━━━━━ Dataset records ━━━━━
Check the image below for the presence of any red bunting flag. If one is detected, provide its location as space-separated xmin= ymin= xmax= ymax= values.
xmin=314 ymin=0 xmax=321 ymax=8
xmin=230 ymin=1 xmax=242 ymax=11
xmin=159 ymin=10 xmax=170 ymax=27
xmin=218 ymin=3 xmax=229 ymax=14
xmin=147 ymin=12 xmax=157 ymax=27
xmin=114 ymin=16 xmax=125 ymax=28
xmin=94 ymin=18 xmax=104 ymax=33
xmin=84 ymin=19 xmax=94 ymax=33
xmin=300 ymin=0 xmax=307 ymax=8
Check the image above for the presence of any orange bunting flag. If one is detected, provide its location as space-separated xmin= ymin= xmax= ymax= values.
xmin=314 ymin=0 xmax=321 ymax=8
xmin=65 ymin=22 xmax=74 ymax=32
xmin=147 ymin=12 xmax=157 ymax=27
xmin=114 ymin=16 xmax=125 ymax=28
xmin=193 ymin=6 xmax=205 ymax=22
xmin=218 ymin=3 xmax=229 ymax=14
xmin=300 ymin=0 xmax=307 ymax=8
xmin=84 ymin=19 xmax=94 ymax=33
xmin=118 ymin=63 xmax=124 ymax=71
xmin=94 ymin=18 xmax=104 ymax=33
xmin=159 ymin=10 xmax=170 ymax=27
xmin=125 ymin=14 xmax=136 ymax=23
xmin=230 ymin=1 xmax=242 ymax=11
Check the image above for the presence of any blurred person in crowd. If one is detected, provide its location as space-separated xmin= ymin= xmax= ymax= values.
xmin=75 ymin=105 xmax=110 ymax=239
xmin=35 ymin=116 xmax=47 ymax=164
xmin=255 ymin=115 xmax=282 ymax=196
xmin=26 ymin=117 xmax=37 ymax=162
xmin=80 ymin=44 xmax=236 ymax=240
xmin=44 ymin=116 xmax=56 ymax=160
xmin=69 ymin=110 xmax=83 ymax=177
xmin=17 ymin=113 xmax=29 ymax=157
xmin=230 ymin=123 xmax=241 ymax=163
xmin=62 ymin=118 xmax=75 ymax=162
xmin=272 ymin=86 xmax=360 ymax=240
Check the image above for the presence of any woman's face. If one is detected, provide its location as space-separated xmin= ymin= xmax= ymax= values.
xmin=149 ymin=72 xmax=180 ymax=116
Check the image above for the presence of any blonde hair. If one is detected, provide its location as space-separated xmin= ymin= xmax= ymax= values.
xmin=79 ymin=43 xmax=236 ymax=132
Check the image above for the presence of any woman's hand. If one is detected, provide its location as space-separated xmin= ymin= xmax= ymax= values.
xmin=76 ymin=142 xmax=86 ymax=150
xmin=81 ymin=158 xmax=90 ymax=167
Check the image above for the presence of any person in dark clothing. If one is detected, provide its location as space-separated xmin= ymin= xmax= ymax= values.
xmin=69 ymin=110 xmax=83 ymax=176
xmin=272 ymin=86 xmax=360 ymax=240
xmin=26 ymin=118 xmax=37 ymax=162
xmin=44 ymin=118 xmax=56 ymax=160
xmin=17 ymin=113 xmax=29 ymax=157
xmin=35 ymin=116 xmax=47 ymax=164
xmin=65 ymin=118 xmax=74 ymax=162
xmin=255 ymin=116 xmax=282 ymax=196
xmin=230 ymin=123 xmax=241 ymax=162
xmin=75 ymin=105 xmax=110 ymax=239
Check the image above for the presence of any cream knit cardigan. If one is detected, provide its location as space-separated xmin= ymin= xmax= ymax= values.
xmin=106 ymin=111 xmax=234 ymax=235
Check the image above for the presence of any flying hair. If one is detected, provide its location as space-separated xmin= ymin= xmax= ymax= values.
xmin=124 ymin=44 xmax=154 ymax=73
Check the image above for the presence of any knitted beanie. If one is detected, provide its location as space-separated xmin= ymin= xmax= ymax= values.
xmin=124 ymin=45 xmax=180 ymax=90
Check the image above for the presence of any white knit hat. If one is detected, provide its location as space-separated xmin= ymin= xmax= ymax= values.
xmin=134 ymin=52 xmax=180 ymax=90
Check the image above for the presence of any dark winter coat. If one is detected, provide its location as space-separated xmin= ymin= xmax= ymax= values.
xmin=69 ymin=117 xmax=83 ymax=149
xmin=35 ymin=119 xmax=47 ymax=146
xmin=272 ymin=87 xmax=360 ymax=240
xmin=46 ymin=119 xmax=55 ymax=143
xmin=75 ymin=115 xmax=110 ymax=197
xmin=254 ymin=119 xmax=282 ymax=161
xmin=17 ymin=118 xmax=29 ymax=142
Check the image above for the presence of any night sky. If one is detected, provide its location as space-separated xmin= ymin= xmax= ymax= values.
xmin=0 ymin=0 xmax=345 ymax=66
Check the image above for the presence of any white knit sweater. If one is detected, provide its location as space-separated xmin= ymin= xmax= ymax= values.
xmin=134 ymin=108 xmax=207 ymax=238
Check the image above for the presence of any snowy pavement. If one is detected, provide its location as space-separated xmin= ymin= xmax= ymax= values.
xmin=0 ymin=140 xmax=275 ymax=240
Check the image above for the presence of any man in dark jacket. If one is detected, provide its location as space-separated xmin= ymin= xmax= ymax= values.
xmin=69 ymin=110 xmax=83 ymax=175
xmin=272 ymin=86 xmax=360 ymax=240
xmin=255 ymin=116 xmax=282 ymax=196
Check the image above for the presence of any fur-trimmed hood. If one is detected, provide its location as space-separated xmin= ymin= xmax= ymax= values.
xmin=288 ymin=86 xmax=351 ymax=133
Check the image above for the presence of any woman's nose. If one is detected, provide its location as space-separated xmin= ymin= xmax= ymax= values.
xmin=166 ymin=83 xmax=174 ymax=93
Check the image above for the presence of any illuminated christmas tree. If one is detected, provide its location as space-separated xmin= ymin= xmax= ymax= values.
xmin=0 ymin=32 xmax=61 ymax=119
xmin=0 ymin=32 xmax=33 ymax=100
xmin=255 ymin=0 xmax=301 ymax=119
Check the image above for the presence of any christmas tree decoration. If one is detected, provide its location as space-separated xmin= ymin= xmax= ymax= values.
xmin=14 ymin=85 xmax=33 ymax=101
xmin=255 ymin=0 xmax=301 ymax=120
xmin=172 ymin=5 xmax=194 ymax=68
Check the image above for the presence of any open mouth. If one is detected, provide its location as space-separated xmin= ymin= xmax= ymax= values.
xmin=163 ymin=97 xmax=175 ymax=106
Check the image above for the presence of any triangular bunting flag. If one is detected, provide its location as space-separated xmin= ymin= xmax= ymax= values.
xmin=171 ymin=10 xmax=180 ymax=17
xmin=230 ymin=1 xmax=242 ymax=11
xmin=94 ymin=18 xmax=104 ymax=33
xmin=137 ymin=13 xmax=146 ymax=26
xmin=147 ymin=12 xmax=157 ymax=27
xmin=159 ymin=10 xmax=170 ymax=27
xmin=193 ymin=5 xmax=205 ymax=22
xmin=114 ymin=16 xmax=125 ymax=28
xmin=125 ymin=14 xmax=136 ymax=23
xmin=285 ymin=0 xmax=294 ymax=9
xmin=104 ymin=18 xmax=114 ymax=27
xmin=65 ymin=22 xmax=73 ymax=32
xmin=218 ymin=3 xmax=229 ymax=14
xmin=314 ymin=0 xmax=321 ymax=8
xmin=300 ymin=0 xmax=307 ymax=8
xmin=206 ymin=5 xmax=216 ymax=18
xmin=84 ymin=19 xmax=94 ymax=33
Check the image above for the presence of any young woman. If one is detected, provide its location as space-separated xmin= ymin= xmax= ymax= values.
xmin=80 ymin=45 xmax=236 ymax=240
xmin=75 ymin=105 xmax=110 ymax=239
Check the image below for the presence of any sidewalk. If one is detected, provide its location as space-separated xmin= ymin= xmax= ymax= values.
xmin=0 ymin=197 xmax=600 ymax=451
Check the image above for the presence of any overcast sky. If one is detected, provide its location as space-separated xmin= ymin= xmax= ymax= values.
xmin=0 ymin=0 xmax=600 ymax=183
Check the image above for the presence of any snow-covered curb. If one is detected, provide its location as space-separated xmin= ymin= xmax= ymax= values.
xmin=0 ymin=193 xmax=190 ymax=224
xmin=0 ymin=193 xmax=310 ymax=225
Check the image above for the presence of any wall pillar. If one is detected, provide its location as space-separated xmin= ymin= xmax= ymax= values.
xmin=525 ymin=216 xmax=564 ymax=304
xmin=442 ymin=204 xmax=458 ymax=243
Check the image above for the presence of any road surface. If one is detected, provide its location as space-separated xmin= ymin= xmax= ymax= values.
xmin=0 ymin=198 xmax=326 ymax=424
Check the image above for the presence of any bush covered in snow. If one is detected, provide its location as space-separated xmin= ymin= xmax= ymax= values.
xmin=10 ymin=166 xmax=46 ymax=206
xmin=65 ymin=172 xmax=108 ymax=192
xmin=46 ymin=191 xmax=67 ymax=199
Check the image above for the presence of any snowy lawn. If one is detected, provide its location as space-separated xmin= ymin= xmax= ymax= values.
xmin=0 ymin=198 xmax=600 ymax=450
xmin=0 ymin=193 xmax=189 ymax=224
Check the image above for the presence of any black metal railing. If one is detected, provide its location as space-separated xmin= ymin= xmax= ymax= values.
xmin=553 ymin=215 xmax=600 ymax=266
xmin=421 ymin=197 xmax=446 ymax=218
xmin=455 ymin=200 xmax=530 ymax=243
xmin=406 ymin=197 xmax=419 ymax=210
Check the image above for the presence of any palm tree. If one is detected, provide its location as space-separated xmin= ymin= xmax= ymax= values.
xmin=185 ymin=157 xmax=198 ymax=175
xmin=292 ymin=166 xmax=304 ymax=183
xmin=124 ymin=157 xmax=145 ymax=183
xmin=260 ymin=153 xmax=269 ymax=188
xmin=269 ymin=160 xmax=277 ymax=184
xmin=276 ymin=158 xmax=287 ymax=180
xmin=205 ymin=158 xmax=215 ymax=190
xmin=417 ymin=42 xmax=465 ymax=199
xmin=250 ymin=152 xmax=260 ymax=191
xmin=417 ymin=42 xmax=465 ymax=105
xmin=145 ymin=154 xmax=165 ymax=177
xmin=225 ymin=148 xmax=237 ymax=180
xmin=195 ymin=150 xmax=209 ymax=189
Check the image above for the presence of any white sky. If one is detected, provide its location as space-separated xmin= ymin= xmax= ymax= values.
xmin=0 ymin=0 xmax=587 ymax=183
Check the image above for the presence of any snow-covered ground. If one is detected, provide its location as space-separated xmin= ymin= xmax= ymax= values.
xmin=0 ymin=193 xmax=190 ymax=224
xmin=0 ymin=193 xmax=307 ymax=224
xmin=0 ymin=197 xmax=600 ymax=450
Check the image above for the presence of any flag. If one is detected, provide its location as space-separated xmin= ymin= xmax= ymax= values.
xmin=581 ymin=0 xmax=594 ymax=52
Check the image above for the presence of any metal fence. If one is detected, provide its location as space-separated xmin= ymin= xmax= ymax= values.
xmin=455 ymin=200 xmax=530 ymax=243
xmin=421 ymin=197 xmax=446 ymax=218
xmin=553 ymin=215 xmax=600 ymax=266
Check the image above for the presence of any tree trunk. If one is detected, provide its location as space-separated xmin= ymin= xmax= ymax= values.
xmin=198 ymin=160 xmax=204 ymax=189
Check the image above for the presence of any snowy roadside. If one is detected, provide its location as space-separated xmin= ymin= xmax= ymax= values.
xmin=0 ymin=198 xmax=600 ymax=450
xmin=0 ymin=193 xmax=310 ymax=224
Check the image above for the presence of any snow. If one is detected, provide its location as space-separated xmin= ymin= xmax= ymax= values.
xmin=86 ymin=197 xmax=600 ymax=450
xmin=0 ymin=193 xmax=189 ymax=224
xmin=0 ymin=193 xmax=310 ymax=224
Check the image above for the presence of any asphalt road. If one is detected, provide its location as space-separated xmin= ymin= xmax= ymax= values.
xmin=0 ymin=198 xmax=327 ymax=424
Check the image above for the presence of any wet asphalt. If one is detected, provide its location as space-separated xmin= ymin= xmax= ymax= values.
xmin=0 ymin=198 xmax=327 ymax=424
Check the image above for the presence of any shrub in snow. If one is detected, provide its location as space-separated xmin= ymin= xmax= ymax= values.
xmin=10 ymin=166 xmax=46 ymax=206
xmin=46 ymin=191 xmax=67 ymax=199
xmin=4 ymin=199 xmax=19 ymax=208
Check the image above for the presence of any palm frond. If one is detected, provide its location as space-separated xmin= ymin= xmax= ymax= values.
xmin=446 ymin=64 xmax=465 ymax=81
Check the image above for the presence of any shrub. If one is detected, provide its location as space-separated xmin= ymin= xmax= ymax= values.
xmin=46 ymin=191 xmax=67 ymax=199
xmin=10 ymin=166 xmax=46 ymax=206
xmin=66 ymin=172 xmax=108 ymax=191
━━━━━
• Written request
Express the stretch of the records from the line containing "Check the image above for the presence of any dark" through the line containing "xmin=0 ymin=0 xmax=345 ymax=66" as a JSON list of strings, one per line, with blank lines left out.

• Answer for this exercise
[
  "Check the image above for the presence of any dark winter coat. If one is detected, provide its location as space-separated xmin= ymin= xmax= ymax= values.",
  "xmin=69 ymin=117 xmax=83 ymax=149",
  "xmin=35 ymin=119 xmax=47 ymax=146",
  "xmin=272 ymin=87 xmax=360 ymax=240",
  "xmin=46 ymin=119 xmax=55 ymax=143",
  "xmin=75 ymin=115 xmax=110 ymax=197",
  "xmin=254 ymin=119 xmax=282 ymax=161",
  "xmin=17 ymin=118 xmax=29 ymax=142",
  "Check the image above for the presence of any night sky. If one is detected, provide its location as space-separated xmin= ymin= xmax= ymax= values.",
  "xmin=0 ymin=0 xmax=345 ymax=66"
]